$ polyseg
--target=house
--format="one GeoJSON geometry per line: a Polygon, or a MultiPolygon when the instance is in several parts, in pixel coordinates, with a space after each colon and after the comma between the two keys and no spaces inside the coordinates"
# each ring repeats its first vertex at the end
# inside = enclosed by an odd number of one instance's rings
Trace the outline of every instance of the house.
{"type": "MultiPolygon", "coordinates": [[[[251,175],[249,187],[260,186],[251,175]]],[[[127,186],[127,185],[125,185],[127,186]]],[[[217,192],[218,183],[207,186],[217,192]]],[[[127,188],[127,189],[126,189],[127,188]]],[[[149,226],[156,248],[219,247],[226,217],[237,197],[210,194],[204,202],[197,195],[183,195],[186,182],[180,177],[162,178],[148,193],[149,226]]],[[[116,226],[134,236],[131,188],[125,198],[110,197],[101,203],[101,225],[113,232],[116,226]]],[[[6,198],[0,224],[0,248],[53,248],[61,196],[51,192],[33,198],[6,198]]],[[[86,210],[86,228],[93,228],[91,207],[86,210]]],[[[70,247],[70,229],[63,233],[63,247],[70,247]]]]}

SHORT TASK
Count the lines in the entries above that contain the string "inside", treating uppercase and lowercase as distinct. Reply with the number alone.

FINISHED EXERCISE
2